#### Record excerpts:
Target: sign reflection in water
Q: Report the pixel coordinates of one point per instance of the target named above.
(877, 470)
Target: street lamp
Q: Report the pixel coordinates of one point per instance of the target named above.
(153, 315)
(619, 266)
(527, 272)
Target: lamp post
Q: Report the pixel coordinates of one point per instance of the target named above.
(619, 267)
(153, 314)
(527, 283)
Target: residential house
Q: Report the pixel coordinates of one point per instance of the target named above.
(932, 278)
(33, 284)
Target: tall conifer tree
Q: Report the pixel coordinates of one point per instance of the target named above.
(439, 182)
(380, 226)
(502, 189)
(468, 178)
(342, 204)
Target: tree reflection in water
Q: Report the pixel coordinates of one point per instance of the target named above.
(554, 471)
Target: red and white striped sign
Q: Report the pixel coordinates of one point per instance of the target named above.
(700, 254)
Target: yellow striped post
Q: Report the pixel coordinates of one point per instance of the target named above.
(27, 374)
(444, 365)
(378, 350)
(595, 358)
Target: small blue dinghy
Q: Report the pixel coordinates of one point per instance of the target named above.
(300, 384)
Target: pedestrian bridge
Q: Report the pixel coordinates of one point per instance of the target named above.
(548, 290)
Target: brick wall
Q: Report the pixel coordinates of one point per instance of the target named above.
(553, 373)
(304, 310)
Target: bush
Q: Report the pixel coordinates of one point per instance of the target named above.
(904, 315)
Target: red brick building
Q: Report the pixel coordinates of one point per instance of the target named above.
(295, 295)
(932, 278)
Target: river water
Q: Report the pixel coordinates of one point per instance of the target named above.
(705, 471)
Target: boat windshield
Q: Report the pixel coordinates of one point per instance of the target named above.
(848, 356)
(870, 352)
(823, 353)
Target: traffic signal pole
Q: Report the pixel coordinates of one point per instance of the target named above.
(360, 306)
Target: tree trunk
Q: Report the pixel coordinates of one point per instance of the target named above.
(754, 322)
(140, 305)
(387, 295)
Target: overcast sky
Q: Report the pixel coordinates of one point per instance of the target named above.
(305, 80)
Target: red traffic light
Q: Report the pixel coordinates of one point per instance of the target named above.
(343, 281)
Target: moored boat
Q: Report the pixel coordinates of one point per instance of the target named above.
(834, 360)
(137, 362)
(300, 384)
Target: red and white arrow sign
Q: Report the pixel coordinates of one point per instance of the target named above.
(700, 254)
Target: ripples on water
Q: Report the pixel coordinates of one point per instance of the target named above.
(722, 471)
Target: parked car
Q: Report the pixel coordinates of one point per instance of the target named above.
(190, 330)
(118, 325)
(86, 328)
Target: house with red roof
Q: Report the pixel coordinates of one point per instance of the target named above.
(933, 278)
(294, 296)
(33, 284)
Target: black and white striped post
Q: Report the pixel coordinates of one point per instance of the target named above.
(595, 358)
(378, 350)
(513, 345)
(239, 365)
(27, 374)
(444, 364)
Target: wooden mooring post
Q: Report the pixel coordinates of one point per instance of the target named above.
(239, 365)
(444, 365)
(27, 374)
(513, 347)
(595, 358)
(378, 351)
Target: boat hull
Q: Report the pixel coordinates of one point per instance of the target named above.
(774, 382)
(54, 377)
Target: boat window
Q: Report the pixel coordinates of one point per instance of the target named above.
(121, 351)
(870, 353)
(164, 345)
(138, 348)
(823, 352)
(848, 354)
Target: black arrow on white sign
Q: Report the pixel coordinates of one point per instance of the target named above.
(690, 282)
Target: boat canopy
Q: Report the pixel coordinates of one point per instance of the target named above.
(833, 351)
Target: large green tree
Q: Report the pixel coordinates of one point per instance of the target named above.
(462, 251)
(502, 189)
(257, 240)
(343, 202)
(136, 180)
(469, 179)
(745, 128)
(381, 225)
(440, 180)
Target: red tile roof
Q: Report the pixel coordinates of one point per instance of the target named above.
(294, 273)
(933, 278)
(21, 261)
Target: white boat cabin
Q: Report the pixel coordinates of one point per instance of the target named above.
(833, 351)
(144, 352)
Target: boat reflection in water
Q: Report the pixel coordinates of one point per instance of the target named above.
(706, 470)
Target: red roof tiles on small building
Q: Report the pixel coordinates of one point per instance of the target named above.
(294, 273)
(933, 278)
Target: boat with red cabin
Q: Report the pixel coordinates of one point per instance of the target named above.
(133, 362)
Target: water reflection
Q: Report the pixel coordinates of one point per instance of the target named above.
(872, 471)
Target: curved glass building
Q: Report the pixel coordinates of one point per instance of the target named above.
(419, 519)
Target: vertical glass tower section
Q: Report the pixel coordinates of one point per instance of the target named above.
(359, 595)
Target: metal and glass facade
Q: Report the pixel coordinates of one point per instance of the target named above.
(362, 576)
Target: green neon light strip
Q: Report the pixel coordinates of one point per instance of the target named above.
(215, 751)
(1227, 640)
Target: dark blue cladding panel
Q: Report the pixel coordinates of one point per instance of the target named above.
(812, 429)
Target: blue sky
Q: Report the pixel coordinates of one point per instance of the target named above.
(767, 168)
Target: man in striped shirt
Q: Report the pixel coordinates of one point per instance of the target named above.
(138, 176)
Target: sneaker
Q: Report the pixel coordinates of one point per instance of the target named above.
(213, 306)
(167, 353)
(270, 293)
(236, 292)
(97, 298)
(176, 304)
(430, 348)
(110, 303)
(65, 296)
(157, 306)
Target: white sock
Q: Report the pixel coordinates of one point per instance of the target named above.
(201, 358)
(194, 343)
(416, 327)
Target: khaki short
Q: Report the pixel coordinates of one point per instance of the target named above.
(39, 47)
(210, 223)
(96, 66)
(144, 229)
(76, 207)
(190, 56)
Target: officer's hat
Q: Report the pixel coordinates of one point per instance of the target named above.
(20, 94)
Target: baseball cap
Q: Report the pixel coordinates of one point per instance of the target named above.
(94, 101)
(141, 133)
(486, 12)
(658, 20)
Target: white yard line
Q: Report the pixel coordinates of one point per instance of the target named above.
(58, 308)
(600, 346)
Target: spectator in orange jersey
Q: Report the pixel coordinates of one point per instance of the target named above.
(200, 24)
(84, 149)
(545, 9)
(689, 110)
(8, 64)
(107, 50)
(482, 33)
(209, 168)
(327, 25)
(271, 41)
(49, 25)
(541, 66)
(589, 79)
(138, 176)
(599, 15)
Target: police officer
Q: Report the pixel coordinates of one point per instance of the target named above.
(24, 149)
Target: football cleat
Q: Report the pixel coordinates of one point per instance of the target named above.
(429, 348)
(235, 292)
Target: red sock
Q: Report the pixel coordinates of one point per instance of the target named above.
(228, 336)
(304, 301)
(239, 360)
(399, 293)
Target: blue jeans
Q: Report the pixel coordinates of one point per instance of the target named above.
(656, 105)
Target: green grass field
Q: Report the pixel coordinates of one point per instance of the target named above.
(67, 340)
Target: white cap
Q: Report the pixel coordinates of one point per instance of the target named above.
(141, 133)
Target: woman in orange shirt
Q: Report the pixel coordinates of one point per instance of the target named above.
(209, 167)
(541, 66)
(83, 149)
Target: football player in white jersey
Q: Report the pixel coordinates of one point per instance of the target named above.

#### Stated goal:
Output each record exactly, leaving nothing out.

#### Solution:
Target: sign reflection in water
Q: Report the pixel coordinates of one point per instance of the target named above.
(877, 470)
Target: street lamp
Q: Report the pixel coordinates of one point per instance of the target named above.
(153, 315)
(619, 266)
(527, 272)
Target: lamp post
Q: Report the pixel coordinates of one point per instance of the target named above.
(619, 267)
(153, 314)
(527, 283)
Target: residential house
Q: Report the pixel coordinates of one point per instance of the target named above.
(932, 278)
(33, 284)
Target: tall conifer tree
Q: Report the pixel coordinates of one point per instance of the target named above.
(439, 182)
(380, 226)
(502, 189)
(468, 178)
(342, 204)
Target: tree reflection in water
Q: Report the pixel coordinates of one point per instance of the target named above.
(554, 471)
Target: red and white striped sign
Q: Report the pixel coordinates of one point per instance of the target named above.
(700, 254)
Target: yellow striped post
Q: Report the pixel coordinates of one point per instance of the target named above.
(27, 374)
(444, 365)
(378, 350)
(595, 358)
Target: small blue dinghy
Q: Report the pixel coordinates of one point per instance of the target named above.
(300, 384)
Target: pedestrian bridge
Q: Report the pixel coordinates of one point per instance of the target named above.
(548, 290)
Target: brick wall
Q: Report the pixel coordinates of one point per instance of the target named above.
(553, 373)
(304, 310)
Target: bush
Q: Report the pixel coordinates of one point per instance of the target named above.
(904, 315)
Target: red brick building
Q: Report the pixel coordinates of one point per instance of the target named above.
(295, 295)
(932, 278)
Target: river water
Q: Report the pixel coordinates of one point per instance of the target named above.
(705, 471)
Target: boat windshield
Q: Report the pixel coordinates of one point per instance of the target named above.
(848, 356)
(870, 352)
(823, 353)
Target: traffic signal pole
Q: Report the pixel coordinates of one point per instance of the target named above.
(360, 306)
Target: tree trunk
Q: Report the pixel coordinates of one point per instance of the target named above.
(754, 322)
(140, 305)
(387, 295)
Target: overcast sky
Q: Report the pixel coordinates of one point per instance of the target named above.
(305, 80)
Target: red traffic light
Q: Report the pixel coordinates of one point per instance of the target named above.
(343, 281)
Target: moored boat
Q: Report the pixel coordinates of one point per instance of the target named above.
(834, 360)
(137, 362)
(300, 384)
Target: red and white arrow sign
Q: Report the pixel coordinates of one point per instance of the target named above.
(700, 254)
Target: ripples on water
Q: Report the pixel coordinates of one point per instance of the target named above.
(722, 471)
Target: parked car
Q: Report the pixel coordinates of one point per instance of the target named above.
(190, 330)
(118, 325)
(86, 328)
Target: house with red roof
Q: Report the pixel coordinates of one point per instance of the target named above.
(933, 278)
(294, 296)
(33, 284)
Target: black and white striped post
Q: Report the pixel coordinates of one point per instance of the target named above.
(595, 358)
(378, 350)
(513, 345)
(239, 365)
(27, 374)
(444, 364)
Target: wooden mooring post
Q: Report the pixel coordinates of one point per instance of the target named above.
(239, 365)
(444, 365)
(27, 374)
(513, 347)
(595, 358)
(378, 351)
Target: boat hull
Q: Report the pixel coordinates of one point per instance of the target named above.
(774, 382)
(54, 377)
Target: boat window
Q: Report the pixel coordinates of one point per instance of the target named above.
(121, 351)
(870, 353)
(164, 345)
(138, 348)
(823, 352)
(848, 354)
Target: black arrow on white sign
Q: Report the pixel coordinates of one point per instance of the target named above.
(690, 282)
Target: boat canopy
Q: Report the pixel coordinates of one point per instance of the target named above.
(833, 351)
Target: large green tree
Q: Report the pixel coordinates of one point per instance of the target named above.
(462, 251)
(502, 189)
(257, 240)
(343, 202)
(136, 180)
(469, 179)
(745, 128)
(381, 225)
(440, 180)
Target: red tile roof
Q: Report the pixel coordinates of one point per instance of the target named above.
(294, 273)
(933, 278)
(21, 261)
Target: white boat cabin
Q: Report the pixel coordinates of one point per instance of the target named above.
(833, 351)
(144, 352)
Target: boat reflection in water
Q: Report the pixel coordinates of one point per instance of the target named above.
(706, 470)
Target: red roof tiles on small building
Q: Report the pixel coordinates of one point per instance of the target named above.
(294, 273)
(933, 278)
Target: boat with red cabin
Q: Report the pixel coordinates of one point per instance of the target named above.
(133, 362)
Target: water reflection
Q: Report the pixel coordinates of one point per instance of the target named above.
(872, 471)
Target: curved glass building
Q: Report the pixel coordinates of one point per instance of the target named above.
(419, 519)
Target: vertical glass tower section
Q: Report the pixel coordinates of one point per instance of the target named above.
(359, 595)
Target: metal and glass facade
Q: Report the pixel coordinates of one point per instance of the target named above.
(362, 576)
Target: green neon light strip
Q: Report the pixel coordinates of one point per instance of the target named above.
(215, 751)
(1227, 640)
Target: dark blue cladding panel
Q: Report the pixel coordinates of one point per instance of the target named above.
(812, 429)
Target: blue sky
Q: Report the pixel coordinates of one point per instance of the target named above.
(767, 168)
Target: man in striped shirt
Q: Report the pixel coordinates of one point per instance of the target named above.
(138, 176)
Target: sneaker
Q: Report the pixel coordinates of one point per instance of the target named above.
(213, 306)
(167, 353)
(270, 293)
(236, 292)
(97, 298)
(176, 304)
(430, 348)
(110, 303)
(65, 296)
(157, 306)
Target: white sock
Q: Report the pixel coordinates of one point per instance of the target named above.
(201, 358)
(194, 343)
(416, 327)
Target: khaki short
Q: Report the pixel coordinates of one point per instance of the target named above.
(39, 47)
(210, 223)
(96, 66)
(144, 229)
(76, 207)
(190, 56)
Target: officer's hat
Q: Report the pixel coordinates of one point per instance of the target named above.
(20, 94)
Target: baseball cap
Q: Report the pixel coordinates of one point per instance of the target named above.
(94, 101)
(141, 133)
(486, 12)
(658, 20)
Target: white yard line
Q: Report the pixel coordinates of one point per instance of the target named above.
(58, 308)
(600, 346)
Target: spectator in orange jersey
Q: Report the pixel coordinates of one point per instance of the target named above.
(200, 24)
(84, 149)
(545, 9)
(689, 110)
(8, 64)
(107, 50)
(482, 33)
(209, 168)
(327, 25)
(271, 41)
(49, 25)
(541, 66)
(589, 79)
(138, 176)
(599, 15)
Target: police officer
Q: Report the pixel coordinates of one point per instance of the target named above.
(24, 149)
Target: football cleat
Q: Report the pixel coordinates of one point per instance of the target named above.
(429, 348)
(235, 292)
Target: red sock
Q: Report the pixel coordinates of one point per instance of the target named above.
(228, 336)
(304, 301)
(239, 360)
(399, 293)
Target: blue jeans
Q: Report the pixel coordinates of one point per instance of the target named above.
(656, 105)
Target: green grass field
Q: Report the pixel coordinates of one point per instance of the target named above.
(67, 340)
Target: white cap
Q: Report the pixel coordinates of one point per instance of the target named above.
(141, 133)
Target: woman in orange shirt
Q: Report the pixel coordinates of one point per instance of the target named above.
(209, 167)
(541, 66)
(83, 149)
Target: football player in white jersey
Q: Report the pixel coordinates of one point per instance of the target named above.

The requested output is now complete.